◆ **Written request**
Copy out all the records below with each "Place a pin on" swapped for "Mark" and nothing else altered. Leave the pictures out.

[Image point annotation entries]

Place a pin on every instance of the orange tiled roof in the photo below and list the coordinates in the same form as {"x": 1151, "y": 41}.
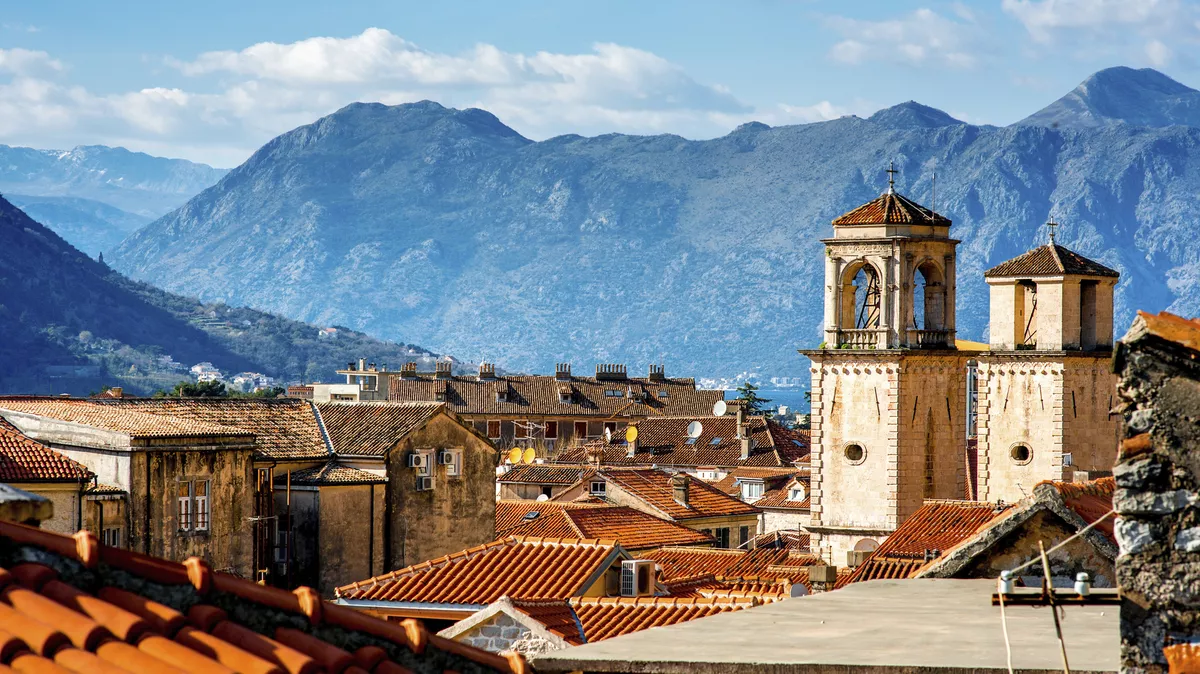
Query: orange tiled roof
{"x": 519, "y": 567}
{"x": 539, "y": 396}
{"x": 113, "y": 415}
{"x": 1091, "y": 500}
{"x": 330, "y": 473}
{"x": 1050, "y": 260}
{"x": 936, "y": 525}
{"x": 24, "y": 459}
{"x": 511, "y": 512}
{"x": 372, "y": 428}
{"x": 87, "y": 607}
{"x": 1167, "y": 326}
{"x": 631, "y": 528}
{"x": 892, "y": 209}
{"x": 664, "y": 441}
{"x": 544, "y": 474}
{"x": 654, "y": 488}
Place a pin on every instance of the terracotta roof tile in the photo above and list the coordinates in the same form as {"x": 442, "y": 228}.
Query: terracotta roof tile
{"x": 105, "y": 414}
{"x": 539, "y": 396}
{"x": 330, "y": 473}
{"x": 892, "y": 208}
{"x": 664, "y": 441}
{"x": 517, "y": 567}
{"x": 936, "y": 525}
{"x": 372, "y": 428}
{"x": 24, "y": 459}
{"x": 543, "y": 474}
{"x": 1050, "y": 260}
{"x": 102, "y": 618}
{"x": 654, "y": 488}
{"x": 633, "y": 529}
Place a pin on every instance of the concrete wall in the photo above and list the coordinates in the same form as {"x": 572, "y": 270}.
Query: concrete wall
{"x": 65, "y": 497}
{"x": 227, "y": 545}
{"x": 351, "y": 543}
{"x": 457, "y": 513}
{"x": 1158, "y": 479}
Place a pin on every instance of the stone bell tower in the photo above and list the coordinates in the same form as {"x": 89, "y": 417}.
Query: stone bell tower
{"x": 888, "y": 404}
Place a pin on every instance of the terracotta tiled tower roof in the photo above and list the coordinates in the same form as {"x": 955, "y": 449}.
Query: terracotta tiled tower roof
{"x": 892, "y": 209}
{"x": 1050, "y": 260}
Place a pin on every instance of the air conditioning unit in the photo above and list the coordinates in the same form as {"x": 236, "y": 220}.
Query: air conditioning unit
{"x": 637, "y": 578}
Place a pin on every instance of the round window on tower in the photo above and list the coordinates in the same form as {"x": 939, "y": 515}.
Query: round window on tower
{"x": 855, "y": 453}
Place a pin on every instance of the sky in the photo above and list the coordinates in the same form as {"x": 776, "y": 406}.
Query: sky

◆ **Exercise result**
Mark every instance of the orange tiled roof in the photo below and list the coordinates in the same form as {"x": 1151, "y": 41}.
Query: orange tiled roof
{"x": 519, "y": 567}
{"x": 539, "y": 396}
{"x": 113, "y": 415}
{"x": 1091, "y": 500}
{"x": 330, "y": 473}
{"x": 1050, "y": 260}
{"x": 936, "y": 525}
{"x": 24, "y": 459}
{"x": 511, "y": 512}
{"x": 372, "y": 428}
{"x": 87, "y": 607}
{"x": 1167, "y": 326}
{"x": 631, "y": 528}
{"x": 892, "y": 209}
{"x": 664, "y": 441}
{"x": 544, "y": 474}
{"x": 654, "y": 488}
Mark every instance of the terracotta roof tile in the photo above and list the coordinates in the same form as {"x": 442, "y": 228}.
Query: terracotta roof tile
{"x": 105, "y": 414}
{"x": 539, "y": 396}
{"x": 330, "y": 473}
{"x": 892, "y": 208}
{"x": 664, "y": 441}
{"x": 517, "y": 567}
{"x": 936, "y": 525}
{"x": 372, "y": 428}
{"x": 24, "y": 459}
{"x": 543, "y": 474}
{"x": 1050, "y": 260}
{"x": 102, "y": 618}
{"x": 654, "y": 488}
{"x": 633, "y": 529}
Mark every instance of the concrete wall in the photo above and list the coordinates in the same form as {"x": 572, "y": 270}.
Query: concrete wall
{"x": 65, "y": 497}
{"x": 227, "y": 545}
{"x": 351, "y": 543}
{"x": 457, "y": 513}
{"x": 1158, "y": 479}
Mark every instance of the stone bell tower in the photo above and list the coordinates in the same form as {"x": 89, "y": 417}.
Query: stone bell tower
{"x": 888, "y": 404}
Mark every instance of the terracotta tiled tower roof in the photo above and list the coordinates in the same form as {"x": 955, "y": 449}.
Query: terracotta tiled tower roof
{"x": 892, "y": 209}
{"x": 1050, "y": 260}
Mark every instance of the air conditioning unit in the photo above and list the coordinates in the same form as {"x": 236, "y": 220}.
Query: air conditioning unit
{"x": 637, "y": 578}
Mark every instance of the round window on tower in the photo above and list the coordinates in the same form as {"x": 939, "y": 515}.
Query: round window on tower
{"x": 855, "y": 453}
Mark every instance of the sky in the photo above and list the coordinates in the same form as {"x": 776, "y": 406}.
Query: sky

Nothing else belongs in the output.